**ПИСЬМЕННОЕ ЗАДАНИЕ 1**
Выпишите из документа без изменений фрагмент от слов «Я читал Библию, Капитал, и, видимо, нет» до слов «лет книг нет.» включительно.
**ПИСЬМЕННОЕ ЗАДАНИЕ 2**
Перескажите в виде краткого списка абзац документа, который начинается словами «Я читал Библию», и сохраните его основные факты.

**ДОКУМЕНТ**

========================================

Я читал Библию, Капитал, и, видимо, нет на славянских языках приметной книги, к-ую я б не читал, и оригиналы, и переводное с цивилизантов Запада и Востока, если б не десяток тысяч замечательных, блистательных, несравненных книг, — я не знаю, что б делать в этой ж-зни, и это главный стимул моего организма с электроискрами. Но эти книги других веков. Вот уж 50 лет книг нет.

Если быть решительнее, то книг нет после Библии и Гомера. Блок сказал: Софокл ниже Гомера, Данте ниже Софокла, Гете ниже Данте, а вы говорите — прогресс.

========================================

**РАЗДЕЛ ДАННЫХ**
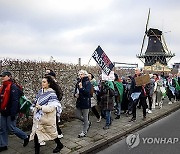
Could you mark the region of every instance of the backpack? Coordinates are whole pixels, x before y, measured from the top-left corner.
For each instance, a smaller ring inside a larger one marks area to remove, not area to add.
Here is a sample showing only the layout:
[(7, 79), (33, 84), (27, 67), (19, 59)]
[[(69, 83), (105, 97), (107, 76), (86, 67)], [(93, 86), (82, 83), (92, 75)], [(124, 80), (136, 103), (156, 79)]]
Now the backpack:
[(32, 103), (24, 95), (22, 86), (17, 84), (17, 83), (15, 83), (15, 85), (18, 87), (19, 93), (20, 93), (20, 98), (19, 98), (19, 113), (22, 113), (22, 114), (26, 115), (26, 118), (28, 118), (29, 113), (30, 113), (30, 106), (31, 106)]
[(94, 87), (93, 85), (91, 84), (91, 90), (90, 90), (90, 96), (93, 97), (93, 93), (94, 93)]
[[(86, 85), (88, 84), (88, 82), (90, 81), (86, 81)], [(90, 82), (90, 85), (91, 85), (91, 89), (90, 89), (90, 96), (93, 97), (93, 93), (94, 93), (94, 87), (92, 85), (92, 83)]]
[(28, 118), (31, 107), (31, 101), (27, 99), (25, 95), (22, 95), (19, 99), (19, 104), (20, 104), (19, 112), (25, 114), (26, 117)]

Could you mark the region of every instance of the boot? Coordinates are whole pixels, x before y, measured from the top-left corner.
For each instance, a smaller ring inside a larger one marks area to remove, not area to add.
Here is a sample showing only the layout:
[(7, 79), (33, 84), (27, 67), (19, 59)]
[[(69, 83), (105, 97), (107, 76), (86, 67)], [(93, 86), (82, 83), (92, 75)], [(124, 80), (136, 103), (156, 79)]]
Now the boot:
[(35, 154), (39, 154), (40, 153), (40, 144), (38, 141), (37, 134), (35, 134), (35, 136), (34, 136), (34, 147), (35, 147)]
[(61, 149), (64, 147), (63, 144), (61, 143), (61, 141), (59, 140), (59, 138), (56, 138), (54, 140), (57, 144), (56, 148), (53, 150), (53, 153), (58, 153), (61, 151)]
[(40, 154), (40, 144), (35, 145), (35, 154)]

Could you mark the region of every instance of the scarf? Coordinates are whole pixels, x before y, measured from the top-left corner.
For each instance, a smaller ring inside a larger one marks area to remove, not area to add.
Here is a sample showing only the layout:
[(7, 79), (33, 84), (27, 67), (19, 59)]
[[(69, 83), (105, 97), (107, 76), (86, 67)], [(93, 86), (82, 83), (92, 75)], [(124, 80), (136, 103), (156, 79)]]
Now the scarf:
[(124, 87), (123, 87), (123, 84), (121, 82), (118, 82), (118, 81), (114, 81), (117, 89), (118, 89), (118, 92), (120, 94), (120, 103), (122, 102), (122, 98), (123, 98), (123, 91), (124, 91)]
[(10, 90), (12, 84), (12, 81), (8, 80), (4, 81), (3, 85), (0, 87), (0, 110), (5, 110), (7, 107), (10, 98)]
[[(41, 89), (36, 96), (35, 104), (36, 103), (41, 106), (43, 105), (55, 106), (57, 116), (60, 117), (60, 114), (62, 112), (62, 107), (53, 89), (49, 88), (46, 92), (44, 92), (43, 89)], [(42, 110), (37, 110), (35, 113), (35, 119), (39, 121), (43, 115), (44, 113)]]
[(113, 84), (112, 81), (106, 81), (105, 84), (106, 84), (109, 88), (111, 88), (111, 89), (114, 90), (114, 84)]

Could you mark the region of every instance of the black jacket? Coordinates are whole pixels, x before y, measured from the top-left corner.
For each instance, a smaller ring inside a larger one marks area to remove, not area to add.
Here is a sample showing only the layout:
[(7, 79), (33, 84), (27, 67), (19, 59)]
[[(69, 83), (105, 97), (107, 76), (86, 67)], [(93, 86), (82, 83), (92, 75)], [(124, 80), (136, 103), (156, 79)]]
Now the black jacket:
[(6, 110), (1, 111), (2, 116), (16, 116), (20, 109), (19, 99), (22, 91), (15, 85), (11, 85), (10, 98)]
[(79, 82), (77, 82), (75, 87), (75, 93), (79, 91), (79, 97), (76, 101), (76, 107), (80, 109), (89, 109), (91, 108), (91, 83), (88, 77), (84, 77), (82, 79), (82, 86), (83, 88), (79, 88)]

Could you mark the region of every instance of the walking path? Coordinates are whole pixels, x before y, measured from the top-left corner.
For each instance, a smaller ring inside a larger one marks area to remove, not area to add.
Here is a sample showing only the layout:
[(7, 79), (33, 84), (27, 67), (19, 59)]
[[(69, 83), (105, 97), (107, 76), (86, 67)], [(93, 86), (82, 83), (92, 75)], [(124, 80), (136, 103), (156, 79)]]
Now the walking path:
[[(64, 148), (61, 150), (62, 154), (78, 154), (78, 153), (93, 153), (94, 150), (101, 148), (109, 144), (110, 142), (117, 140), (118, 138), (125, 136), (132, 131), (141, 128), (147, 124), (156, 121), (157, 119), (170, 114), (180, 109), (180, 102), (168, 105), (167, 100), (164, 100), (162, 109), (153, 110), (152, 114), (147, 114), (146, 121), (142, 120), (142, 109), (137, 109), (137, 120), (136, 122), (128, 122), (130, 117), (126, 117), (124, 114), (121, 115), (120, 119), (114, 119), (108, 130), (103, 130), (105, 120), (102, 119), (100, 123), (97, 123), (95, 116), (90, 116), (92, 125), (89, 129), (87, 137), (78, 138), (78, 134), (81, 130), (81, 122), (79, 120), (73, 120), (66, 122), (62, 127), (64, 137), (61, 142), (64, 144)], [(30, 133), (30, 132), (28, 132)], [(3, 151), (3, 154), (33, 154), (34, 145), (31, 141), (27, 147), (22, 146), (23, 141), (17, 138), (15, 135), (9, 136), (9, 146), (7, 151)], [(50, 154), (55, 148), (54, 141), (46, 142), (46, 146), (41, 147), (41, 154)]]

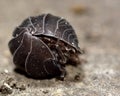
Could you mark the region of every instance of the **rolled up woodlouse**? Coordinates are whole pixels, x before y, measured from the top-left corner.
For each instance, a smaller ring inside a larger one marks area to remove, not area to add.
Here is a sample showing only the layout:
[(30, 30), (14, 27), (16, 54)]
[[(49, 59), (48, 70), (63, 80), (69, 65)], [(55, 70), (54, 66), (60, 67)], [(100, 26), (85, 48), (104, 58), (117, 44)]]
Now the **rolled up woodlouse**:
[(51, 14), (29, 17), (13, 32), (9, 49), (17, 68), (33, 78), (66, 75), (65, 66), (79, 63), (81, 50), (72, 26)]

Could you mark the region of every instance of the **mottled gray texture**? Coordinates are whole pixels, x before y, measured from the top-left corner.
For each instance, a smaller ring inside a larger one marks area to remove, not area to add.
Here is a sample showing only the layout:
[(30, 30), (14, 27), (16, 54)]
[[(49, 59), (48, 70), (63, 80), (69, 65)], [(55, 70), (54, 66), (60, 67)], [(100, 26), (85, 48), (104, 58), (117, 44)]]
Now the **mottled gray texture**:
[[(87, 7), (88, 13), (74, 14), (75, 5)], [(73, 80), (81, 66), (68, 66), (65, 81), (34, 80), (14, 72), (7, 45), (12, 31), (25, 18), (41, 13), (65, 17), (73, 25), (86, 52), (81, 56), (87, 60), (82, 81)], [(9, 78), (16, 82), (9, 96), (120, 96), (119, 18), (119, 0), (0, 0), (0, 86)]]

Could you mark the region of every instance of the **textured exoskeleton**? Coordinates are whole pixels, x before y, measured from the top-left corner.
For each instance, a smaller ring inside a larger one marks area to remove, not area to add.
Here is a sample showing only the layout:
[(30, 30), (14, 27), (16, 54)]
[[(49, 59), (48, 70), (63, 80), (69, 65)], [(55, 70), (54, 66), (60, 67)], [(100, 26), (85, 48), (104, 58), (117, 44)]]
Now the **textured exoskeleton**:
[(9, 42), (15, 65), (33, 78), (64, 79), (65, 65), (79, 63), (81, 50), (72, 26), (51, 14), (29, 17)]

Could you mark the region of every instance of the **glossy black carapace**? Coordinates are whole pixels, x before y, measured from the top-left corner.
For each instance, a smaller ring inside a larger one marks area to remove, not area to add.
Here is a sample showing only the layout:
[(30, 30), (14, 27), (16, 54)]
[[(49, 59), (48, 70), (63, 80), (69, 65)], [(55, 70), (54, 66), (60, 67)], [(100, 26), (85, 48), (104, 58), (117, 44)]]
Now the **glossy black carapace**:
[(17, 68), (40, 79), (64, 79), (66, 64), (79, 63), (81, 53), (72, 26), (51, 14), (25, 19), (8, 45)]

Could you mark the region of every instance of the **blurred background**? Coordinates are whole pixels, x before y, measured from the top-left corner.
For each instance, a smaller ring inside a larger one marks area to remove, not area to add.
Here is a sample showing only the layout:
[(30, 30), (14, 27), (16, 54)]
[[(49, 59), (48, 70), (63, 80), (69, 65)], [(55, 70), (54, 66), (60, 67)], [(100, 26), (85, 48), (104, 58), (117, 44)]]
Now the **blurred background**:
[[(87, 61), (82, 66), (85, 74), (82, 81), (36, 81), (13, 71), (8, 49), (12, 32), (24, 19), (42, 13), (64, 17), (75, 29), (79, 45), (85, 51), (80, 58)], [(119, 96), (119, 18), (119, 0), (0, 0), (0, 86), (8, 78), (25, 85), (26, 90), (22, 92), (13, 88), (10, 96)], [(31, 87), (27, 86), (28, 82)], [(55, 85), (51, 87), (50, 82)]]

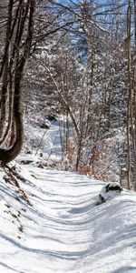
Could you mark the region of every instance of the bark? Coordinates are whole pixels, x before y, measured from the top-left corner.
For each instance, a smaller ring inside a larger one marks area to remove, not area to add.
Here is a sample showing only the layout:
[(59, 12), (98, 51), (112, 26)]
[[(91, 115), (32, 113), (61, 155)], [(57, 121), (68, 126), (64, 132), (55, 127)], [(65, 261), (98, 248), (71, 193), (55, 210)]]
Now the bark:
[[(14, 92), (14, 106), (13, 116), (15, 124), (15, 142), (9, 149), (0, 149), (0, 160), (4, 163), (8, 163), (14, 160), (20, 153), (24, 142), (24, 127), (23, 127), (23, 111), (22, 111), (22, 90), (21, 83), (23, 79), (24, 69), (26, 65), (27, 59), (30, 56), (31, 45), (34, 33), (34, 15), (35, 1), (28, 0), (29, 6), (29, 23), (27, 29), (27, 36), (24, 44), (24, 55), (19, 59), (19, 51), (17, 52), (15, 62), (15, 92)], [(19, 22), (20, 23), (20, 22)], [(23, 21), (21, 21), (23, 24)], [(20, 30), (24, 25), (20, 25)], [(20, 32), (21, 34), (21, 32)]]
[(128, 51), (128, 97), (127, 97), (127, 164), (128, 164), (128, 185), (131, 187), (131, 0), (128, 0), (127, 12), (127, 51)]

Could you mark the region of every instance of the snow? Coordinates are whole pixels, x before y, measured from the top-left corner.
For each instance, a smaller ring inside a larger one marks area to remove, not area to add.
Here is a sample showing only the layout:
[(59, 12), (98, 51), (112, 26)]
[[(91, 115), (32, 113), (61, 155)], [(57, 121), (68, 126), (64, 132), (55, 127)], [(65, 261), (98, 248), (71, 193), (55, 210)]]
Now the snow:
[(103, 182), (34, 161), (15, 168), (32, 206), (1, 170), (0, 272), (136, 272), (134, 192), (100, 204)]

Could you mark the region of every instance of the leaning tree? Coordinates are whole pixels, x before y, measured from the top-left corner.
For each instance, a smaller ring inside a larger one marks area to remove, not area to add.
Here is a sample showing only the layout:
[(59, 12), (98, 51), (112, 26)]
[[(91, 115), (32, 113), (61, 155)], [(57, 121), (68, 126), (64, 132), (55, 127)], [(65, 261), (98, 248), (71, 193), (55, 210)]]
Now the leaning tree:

========================================

**ОТВЕТ 1**
Я читал Библию, Капитал, и, видимо, нет на славянских языках приметной книги, к-ую я б не читал, и оригиналы, и переводное с цивилизантов Запада и Востока, если б не десяток тысяч замечательных, блистательных, несравненных книг, — я не знаю, что б делать в этой ж-зни, и это главный стимул моего организма с электроискрами. Но эти книги других веков. Вот уж 50 лет книг нет.

**ОТВЕТ 2**
- Прочитаны Библия, «Капитал» и, видимо, все приметные книги на славянских языках: оригиналы и переводы с языков цивилизаций Запада и Востока.
- Без десятка тысяч замечательных, несравненных книг было бы непонятно, что делать в жизни. Эти книги служат главным стимулом организма.
- Все они написаны в других веках. Уже 50 лет книг нет.